■ Assigned task: Go through the entries, filter for the word "target", and copy every line that has it.

+ + + + + + +

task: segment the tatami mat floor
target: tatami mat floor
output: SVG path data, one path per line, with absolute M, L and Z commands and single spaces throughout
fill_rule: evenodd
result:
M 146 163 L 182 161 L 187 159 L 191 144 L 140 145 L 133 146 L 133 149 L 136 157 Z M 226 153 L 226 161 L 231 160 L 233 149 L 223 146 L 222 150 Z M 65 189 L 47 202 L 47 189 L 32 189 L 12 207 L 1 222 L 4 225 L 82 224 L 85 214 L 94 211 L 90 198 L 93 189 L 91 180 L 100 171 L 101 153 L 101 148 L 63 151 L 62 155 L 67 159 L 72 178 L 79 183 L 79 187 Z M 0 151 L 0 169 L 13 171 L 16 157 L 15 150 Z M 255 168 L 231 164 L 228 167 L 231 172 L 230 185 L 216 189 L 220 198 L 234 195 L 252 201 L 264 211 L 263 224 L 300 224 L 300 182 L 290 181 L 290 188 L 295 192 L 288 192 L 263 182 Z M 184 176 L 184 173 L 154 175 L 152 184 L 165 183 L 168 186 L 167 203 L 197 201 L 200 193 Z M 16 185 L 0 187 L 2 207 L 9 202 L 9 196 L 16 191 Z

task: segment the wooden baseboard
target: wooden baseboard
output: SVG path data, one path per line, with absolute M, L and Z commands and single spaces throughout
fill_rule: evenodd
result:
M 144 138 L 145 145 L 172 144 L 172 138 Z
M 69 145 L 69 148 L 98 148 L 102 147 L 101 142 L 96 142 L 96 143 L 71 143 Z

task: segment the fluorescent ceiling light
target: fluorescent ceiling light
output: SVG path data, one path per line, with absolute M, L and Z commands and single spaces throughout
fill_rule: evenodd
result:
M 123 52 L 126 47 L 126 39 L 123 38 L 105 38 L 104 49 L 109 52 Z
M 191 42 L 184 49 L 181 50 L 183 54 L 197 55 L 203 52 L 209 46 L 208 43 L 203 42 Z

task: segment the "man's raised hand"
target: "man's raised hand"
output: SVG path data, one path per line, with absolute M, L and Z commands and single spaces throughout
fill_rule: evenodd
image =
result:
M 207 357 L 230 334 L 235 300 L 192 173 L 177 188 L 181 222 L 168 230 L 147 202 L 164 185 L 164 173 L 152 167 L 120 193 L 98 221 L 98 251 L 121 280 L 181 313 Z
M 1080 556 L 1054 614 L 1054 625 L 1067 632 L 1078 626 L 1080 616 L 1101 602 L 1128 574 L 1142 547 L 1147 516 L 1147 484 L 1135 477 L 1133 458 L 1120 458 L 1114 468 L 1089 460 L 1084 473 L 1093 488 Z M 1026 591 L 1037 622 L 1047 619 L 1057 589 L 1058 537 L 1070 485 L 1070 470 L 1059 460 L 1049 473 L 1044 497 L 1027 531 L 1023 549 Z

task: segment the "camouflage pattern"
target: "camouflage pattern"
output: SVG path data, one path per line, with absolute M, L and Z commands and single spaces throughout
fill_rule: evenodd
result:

+ + + + + + +

■ Answer to the exercise:
target: tatami mat floor
target: wooden baseboard
target: fluorescent ceiling light
target: "man's raised hand"
target: "camouflage pattern"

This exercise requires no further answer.